> **EXERCISE INSTRUCTIONS**: Output the material from its start up to and including the line containing "116L29 122L29 93L87" as a Markdown table with the columns Row and Line, numbering each line and skipping blank ones. Leave out the pictures.

> **DATA ROWS**:
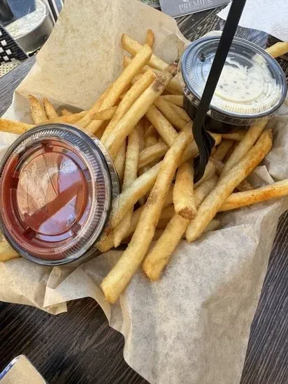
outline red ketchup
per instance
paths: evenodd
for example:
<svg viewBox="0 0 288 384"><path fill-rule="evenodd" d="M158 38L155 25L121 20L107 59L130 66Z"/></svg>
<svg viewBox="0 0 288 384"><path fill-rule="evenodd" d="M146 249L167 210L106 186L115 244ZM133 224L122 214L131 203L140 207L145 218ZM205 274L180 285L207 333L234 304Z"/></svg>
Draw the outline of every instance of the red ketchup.
<svg viewBox="0 0 288 384"><path fill-rule="evenodd" d="M95 138L72 126L41 126L9 148L0 170L0 225L24 257L59 265L87 253L119 193L117 173Z"/></svg>

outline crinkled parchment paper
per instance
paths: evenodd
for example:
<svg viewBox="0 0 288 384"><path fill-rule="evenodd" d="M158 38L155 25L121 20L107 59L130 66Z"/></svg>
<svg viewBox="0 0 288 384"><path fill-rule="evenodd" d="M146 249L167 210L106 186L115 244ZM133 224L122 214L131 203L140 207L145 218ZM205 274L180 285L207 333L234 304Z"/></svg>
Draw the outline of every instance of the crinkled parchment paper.
<svg viewBox="0 0 288 384"><path fill-rule="evenodd" d="M6 116L29 122L29 93L87 108L121 71L121 34L143 42L147 27L156 33L156 53L174 59L185 40L168 16L136 0L66 1ZM271 176L288 177L287 109L271 122L274 147L268 168L254 173L257 186L273 182ZM1 135L1 156L15 138ZM0 299L56 314L69 300L94 297L124 335L125 360L150 382L237 383L282 210L278 200L222 214L222 229L179 245L160 281L151 283L139 271L112 307L99 286L120 256L116 251L78 267L24 259L0 263Z"/></svg>

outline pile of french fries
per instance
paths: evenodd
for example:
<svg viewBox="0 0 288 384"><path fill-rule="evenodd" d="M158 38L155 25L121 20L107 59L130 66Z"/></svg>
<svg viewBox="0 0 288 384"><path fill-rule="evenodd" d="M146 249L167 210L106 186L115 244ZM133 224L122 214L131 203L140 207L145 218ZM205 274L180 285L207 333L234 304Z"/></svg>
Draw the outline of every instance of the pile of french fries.
<svg viewBox="0 0 288 384"><path fill-rule="evenodd" d="M138 268L157 280L182 239L189 242L219 226L218 212L288 194L288 179L257 189L247 182L272 147L266 123L215 140L205 174L194 184L198 149L192 121L183 109L176 68L153 53L151 30L144 45L127 35L121 39L124 70L90 109L56 110L47 98L29 96L34 124L70 123L96 137L109 151L122 191L113 203L110 221L96 246L106 252L128 244L103 279L101 288L114 303ZM287 43L269 49L276 57ZM34 124L0 119L2 131L22 133ZM17 257L6 241L0 260Z"/></svg>

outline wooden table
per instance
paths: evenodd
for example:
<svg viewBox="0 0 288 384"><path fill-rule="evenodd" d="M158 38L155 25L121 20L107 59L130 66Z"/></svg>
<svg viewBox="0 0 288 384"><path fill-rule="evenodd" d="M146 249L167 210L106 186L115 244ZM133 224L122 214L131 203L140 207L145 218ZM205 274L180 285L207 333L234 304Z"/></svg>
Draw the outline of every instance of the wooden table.
<svg viewBox="0 0 288 384"><path fill-rule="evenodd" d="M182 17L179 26L193 40L223 26L216 13L214 10ZM243 29L239 29L238 36L262 47L268 38L266 34ZM0 115L33 61L29 59L0 80ZM288 62L282 61L281 64L288 73ZM279 223L252 323L242 384L288 383L287 240L286 212ZM0 304L0 371L13 357L24 353L50 384L147 383L124 362L123 337L109 327L95 301L87 298L72 302L68 309L67 313L55 316L29 307Z"/></svg>

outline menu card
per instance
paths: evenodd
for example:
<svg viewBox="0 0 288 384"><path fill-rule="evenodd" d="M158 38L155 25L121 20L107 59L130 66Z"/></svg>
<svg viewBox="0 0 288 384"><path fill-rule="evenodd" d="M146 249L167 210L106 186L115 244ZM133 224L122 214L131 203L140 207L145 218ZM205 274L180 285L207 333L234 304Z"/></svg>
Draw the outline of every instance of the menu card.
<svg viewBox="0 0 288 384"><path fill-rule="evenodd" d="M229 0L160 0L162 12L173 17L217 8L228 3Z"/></svg>

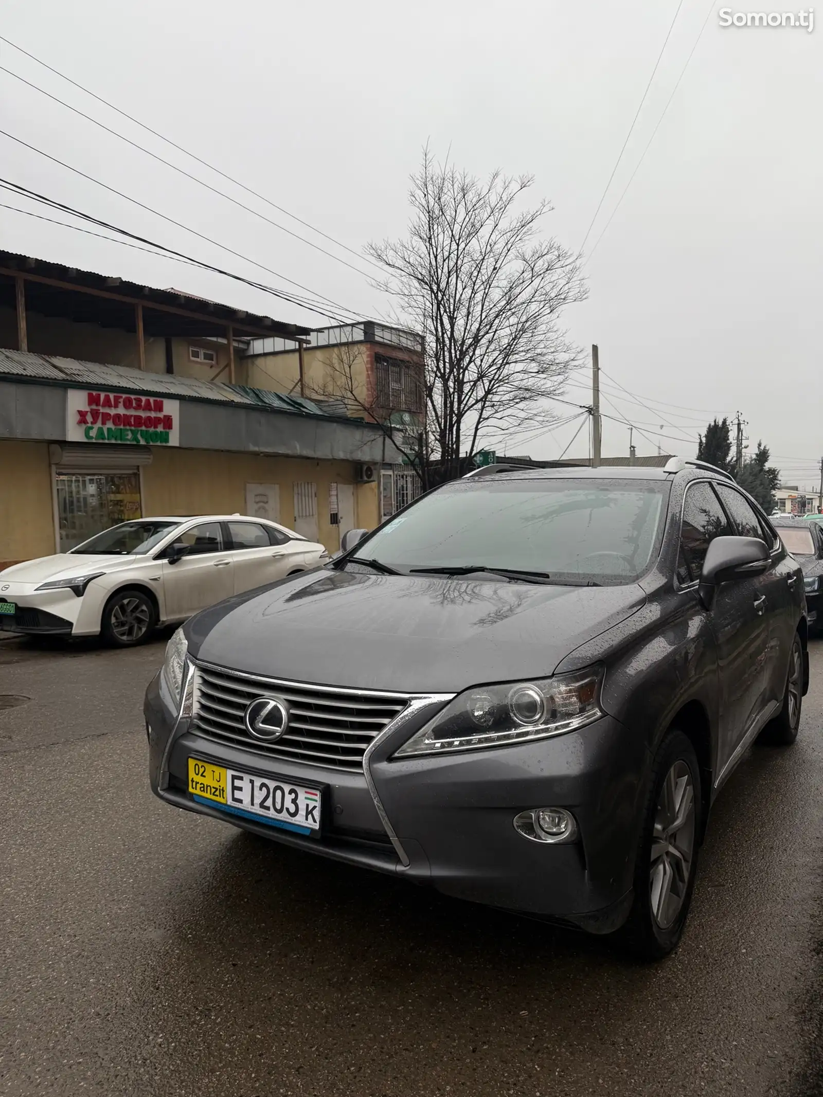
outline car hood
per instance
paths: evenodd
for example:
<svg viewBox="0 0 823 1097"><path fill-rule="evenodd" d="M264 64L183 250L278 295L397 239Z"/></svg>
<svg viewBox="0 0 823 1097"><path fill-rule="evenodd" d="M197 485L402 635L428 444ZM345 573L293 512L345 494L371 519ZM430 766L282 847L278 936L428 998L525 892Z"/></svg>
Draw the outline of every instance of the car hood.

> **SOLUTION FOR THIS PROBLEM**:
| Row | Line |
|---|---|
| 1 | outline red ketchup |
| 2 | per instance |
| 3 | paths: evenodd |
| 4 | for example: |
| 5 | <svg viewBox="0 0 288 384"><path fill-rule="evenodd" d="M158 38L155 25L121 20L107 59L130 66Z"/></svg> |
| 6 | <svg viewBox="0 0 288 384"><path fill-rule="evenodd" d="M146 249L167 210L106 186L115 244ZM133 224L122 214L131 203L140 207L145 218ZM205 274L180 285L207 333L234 304Z"/></svg> |
| 7 | Draw the outline of every instance of the red ketchup. |
| 8 | <svg viewBox="0 0 288 384"><path fill-rule="evenodd" d="M95 138L72 126L41 126L9 148L0 170L0 225L24 257L59 265L87 253L119 193L117 173Z"/></svg> |
| 9 | outline crinkled parchment paper |
| 10 | per instance |
| 11 | paths: evenodd |
| 12 | for example: |
| 13 | <svg viewBox="0 0 288 384"><path fill-rule="evenodd" d="M158 38L155 25L121 20L107 59L130 66Z"/></svg> |
| 14 | <svg viewBox="0 0 288 384"><path fill-rule="evenodd" d="M146 249L167 210L106 186L115 244ZM133 224L122 214L131 203L140 207L145 218ZM205 274L180 285L207 333L234 304Z"/></svg> |
| 15 | Draw the outline of every instance of the crinkled parchment paper. |
| 16 | <svg viewBox="0 0 288 384"><path fill-rule="evenodd" d="M6 116L29 122L29 93L87 108L121 71L121 34L143 42L147 27L156 33L156 53L174 59L185 40L168 16L136 0L66 1ZM271 176L288 177L287 109L271 122L274 147L268 168L254 173L257 186L273 182ZM1 135L1 156L15 138ZM0 299L56 314L69 300L94 297L124 335L125 360L150 382L237 383L282 210L278 200L222 214L222 229L179 245L160 281L151 283L139 271L112 307L99 286L120 256L116 251L78 267L24 259L0 263Z"/></svg> |